— Start of Records shown —

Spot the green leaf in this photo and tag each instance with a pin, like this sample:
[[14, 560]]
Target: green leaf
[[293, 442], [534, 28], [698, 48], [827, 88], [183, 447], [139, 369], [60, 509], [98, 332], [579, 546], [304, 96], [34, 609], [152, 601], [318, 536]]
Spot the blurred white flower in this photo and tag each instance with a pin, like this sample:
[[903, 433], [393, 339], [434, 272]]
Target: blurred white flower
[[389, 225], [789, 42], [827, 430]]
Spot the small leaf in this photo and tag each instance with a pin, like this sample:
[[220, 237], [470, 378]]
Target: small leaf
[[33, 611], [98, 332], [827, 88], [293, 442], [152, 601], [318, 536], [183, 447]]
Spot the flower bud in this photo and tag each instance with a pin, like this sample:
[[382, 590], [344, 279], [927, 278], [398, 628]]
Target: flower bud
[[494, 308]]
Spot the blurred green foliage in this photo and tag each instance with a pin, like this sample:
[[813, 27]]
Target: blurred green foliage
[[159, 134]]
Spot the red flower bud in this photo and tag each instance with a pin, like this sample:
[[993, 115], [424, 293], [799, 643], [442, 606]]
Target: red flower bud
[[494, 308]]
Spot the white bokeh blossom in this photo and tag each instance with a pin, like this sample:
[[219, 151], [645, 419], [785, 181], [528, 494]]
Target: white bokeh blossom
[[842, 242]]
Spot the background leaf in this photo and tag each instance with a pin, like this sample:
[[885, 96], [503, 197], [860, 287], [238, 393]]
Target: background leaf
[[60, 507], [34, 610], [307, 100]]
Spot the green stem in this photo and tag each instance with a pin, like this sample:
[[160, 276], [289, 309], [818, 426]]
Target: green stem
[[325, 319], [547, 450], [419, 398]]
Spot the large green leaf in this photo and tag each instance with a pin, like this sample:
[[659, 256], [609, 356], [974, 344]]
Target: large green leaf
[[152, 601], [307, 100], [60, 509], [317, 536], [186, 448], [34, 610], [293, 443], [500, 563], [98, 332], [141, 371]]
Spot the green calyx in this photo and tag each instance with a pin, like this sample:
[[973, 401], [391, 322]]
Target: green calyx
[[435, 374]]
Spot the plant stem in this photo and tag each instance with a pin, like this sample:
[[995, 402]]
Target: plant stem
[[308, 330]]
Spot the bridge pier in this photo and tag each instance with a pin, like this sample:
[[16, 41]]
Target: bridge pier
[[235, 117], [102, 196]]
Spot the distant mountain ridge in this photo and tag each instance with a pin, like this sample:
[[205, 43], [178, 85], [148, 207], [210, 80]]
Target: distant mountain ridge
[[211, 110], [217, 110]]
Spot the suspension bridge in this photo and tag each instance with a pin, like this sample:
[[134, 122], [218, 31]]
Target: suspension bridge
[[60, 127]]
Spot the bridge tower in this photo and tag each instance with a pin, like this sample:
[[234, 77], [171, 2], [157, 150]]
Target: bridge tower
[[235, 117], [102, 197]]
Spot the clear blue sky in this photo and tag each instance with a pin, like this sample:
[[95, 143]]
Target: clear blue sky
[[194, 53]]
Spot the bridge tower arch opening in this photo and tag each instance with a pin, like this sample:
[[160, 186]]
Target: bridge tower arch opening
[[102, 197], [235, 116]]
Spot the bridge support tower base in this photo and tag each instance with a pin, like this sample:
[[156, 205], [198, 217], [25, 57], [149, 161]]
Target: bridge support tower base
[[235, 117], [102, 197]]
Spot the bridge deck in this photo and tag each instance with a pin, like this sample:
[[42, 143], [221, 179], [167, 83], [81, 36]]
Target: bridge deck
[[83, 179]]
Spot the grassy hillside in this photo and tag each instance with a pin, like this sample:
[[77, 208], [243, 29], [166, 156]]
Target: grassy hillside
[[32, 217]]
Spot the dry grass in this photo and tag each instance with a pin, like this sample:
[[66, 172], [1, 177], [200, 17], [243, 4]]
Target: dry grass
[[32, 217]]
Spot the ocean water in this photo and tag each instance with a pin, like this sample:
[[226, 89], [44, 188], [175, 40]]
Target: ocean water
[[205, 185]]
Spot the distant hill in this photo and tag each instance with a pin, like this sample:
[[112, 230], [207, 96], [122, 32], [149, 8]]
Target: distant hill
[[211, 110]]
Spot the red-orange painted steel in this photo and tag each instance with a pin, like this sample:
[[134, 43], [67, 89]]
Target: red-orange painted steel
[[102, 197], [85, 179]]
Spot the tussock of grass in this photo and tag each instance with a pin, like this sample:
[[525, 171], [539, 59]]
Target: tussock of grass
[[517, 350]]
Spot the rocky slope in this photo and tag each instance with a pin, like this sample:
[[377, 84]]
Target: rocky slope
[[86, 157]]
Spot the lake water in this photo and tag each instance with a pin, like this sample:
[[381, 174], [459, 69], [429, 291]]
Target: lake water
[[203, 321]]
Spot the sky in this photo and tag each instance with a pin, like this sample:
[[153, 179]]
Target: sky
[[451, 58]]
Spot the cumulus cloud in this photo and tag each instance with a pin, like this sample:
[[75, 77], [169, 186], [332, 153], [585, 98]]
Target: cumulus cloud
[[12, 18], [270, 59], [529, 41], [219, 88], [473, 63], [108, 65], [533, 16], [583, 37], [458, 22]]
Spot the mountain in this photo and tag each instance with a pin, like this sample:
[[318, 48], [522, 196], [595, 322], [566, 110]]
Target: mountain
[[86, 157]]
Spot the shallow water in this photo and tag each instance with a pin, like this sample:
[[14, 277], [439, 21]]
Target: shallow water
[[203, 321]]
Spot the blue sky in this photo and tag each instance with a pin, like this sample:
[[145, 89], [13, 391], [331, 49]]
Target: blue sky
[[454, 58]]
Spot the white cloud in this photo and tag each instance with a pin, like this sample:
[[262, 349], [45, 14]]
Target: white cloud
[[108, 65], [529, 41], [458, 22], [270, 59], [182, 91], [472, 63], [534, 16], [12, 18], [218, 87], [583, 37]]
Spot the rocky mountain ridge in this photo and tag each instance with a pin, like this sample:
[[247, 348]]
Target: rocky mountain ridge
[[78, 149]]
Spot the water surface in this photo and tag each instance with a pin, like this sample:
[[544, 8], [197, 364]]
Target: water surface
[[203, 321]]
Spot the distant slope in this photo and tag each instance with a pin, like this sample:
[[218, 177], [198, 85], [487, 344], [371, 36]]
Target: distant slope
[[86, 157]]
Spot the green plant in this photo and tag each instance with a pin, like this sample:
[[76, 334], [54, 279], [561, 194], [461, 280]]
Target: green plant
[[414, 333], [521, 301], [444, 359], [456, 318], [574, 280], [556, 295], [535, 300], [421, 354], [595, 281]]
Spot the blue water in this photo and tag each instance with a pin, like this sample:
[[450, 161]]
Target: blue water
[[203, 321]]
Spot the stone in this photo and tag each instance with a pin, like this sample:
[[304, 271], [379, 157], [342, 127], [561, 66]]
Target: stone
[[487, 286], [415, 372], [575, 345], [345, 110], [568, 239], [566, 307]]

— End of Records shown —

■ What needs to be done
Each entry must be reproduced verbatim.

■ Task result
Spot the green leaf in this photo and tag each instance with a pin, like this sample:
[[14, 560]]
Target: green leaf
[[293, 442], [534, 28], [698, 48], [827, 88], [183, 447], [139, 369], [60, 509], [98, 332], [579, 546], [304, 96], [34, 609], [152, 601], [318, 536]]
Spot the blurred white flower in this photo and tag each instance with a pin, like this sample:
[[903, 433], [393, 339], [434, 272]]
Target: blurred white flower
[[389, 225], [789, 42], [827, 430]]
Spot the small leaf in this photo and tag each instance with a pin, like this sample:
[[220, 237], [470, 378]]
Target: small leaf
[[33, 611], [98, 332], [827, 88], [293, 442], [152, 601], [318, 536], [183, 447]]
Spot the flower bud in this photo and tag each instance with a pin, like this sample:
[[382, 590], [344, 279], [927, 278], [398, 628]]
Target: flower bud
[[494, 308]]
Spot the blurred green foliage in this photo and tag each instance with a pin, like this sample:
[[813, 27]]
Target: blurred green foliage
[[159, 134]]
Spot the red flower bud in this photo and tag each instance with a pin, like this sample:
[[993, 115], [424, 293], [799, 643], [442, 606]]
Target: red flower bud
[[494, 308]]
Spot the white bokeh blossom in this photo and tag each instance with a pin, like this sample:
[[219, 151], [645, 419], [785, 181], [528, 494]]
Target: white bokeh blossom
[[842, 242]]
Spot the background leaf in this photo and tag each instance with a pin, like this sample:
[[885, 96], [503, 197], [860, 287], [238, 393]]
Target: background leaf
[[60, 507], [34, 610], [307, 100]]
Spot the green stem in this photo and tag each instance with a pin, like this sample:
[[160, 276], [289, 309], [818, 426]]
Target: green stem
[[325, 319], [547, 450], [419, 398]]
Spot the large green leaf in this photo and tag each instance with a pin, like this sample:
[[659, 256], [609, 356], [974, 344]]
Target: large green leaf
[[152, 601], [307, 100], [60, 509], [317, 536], [186, 448], [34, 610], [293, 443], [500, 563], [98, 332], [141, 371]]
Spot the green calyx in this photo and tag each instance with a pin, like this sample:
[[973, 401], [391, 322]]
Target: green calyx
[[435, 374]]
Spot the plant stem in this photo and tag each instance with a pin, like this sample:
[[995, 402]]
Target: plant stem
[[308, 330]]
Spot the bridge pier in this photo and tag each instance with a pin, like this sample:
[[16, 41]]
Target: bridge pier
[[235, 117], [102, 196]]
Spot the distant mountain ridge in this photo and tag each instance with a pin, like this sample:
[[205, 43], [178, 85], [148, 207], [210, 80]]
Target: distant mountain ridge
[[211, 110], [217, 110]]
Spot the suspension bridge in this photo and tag each instance with a pin, like this sample:
[[134, 122], [218, 31]]
Target: suspension bridge
[[60, 127]]
Spot the bridge tower in this photo and tag each instance with a pin, like this sample:
[[234, 77], [171, 2], [157, 150]]
Target: bridge tower
[[235, 117], [102, 197]]
Spot the clear blue sky in this photo and tag each instance with a pin, like this sample:
[[95, 143]]
Target: clear blue sky
[[194, 53]]
Spot the bridge tower arch opening in this photo and tag each instance with a pin, like this sample:
[[160, 186]]
Target: bridge tower arch opening
[[102, 197], [235, 116]]
Spot the bridge support tower base in this photo and tag each instance with a pin, like this sample:
[[156, 205], [198, 217], [25, 57], [149, 161]]
Target: bridge support tower base
[[235, 117], [102, 197]]
Spot the bridge deck in this photo and tag each instance with a pin, like this sample:
[[42, 143], [221, 179], [167, 83], [81, 36]]
Target: bridge deck
[[83, 179]]
Spot the grassy hillside in this photo and tag each instance with a pin, like this sample:
[[77, 208], [243, 29], [166, 156]]
Target: grassy hillside
[[32, 217]]
Spot the dry grass in this photo and tag each instance with a pin, like this sample:
[[66, 172], [1, 177], [200, 17], [243, 4]]
Target: dry grass
[[32, 217]]
Spot the ocean water in this photo and tag each instance with a pin, like this sample:
[[226, 89], [44, 188], [175, 40]]
Target: ocean water
[[205, 185]]
Spot the distant hill in this photo and tag each instance with a pin, like this sample:
[[112, 230], [207, 96], [122, 32], [149, 8]]
Target: distant hill
[[211, 110]]
Spot the red-orange painted steel in this photo and tag each instance with a pin, like this sample:
[[134, 43], [67, 89]]
Target: red-orange painted steel
[[102, 197], [85, 179]]
Spot the tussock of grass in this photo and tag each instance with a pin, like this sample:
[[525, 171], [539, 59]]
Target: tussock of grass
[[517, 350]]
Spot the rocky slope in this photo and tag each instance with a pin, like this sample:
[[377, 84]]
Target: rocky slope
[[86, 157]]
Spot the lake water in this photo and tag each instance with a pin, like this sample:
[[381, 174], [459, 69], [429, 291]]
Target: lake water
[[203, 321]]
Spot the sky in this photo and tag each instance with a pin, like this sample:
[[153, 179]]
Target: sky
[[451, 58]]
Spot the cumulus cloud in this photo and tag each instance with a pin, like this sample:
[[75, 77], [169, 186], [332, 153], [585, 98]]
Target: cumulus cloud
[[12, 18], [270, 59], [529, 41], [219, 88], [473, 63], [108, 65], [533, 16], [583, 37], [458, 22]]
Spot the mountain in this photo and tag each instance with a pin, like this sample:
[[318, 48], [522, 196], [595, 322], [566, 110]]
Target: mountain
[[86, 157]]
Spot the shallow water in this photo and tag each instance with a pin, like this sample:
[[14, 277], [439, 21]]
Target: shallow water
[[203, 321]]
Spot the blue sky in this photo and tag each instance with a pin, like this sample:
[[145, 89], [13, 391], [331, 49]]
Target: blue sky
[[454, 58]]
Spot the white cloud in this photo and tag each instance with a pin, like this sample:
[[262, 349], [45, 14]]
Target: white cloud
[[108, 65], [529, 41], [458, 22], [270, 59], [182, 91], [472, 63], [534, 16], [12, 18], [218, 87], [583, 37]]
Spot the rocky mountain ridge in this photo and tag each instance with a pin, like this sample:
[[247, 348]]
Target: rocky mountain ridge
[[78, 149]]
Spot the water surface in this photo and tag each instance with a pin, like this sample:
[[544, 8], [197, 364]]
Target: water surface
[[203, 321]]
Spot the distant slope in this photo and tag each instance with a pin, like this sample:
[[218, 177], [198, 85], [487, 344], [371, 36]]
Target: distant slope
[[86, 157]]
Spot the green plant in this photo and tag each instance with a pin, like this sample:
[[76, 334], [54, 279], [561, 194], [461, 280]]
Target: green plant
[[414, 333], [521, 301], [444, 359], [456, 318], [574, 280], [556, 295], [535, 300], [421, 354], [595, 281]]
Spot the blue water in this photo and tag each instance with a pin, like this sample:
[[450, 161]]
Target: blue water
[[203, 321]]
Spot the stone in this photo and tag each instance with a pin, like this sample:
[[304, 271], [379, 157], [342, 127], [561, 66]]
Target: stone
[[487, 286], [415, 372], [575, 345], [345, 110], [568, 239], [566, 307]]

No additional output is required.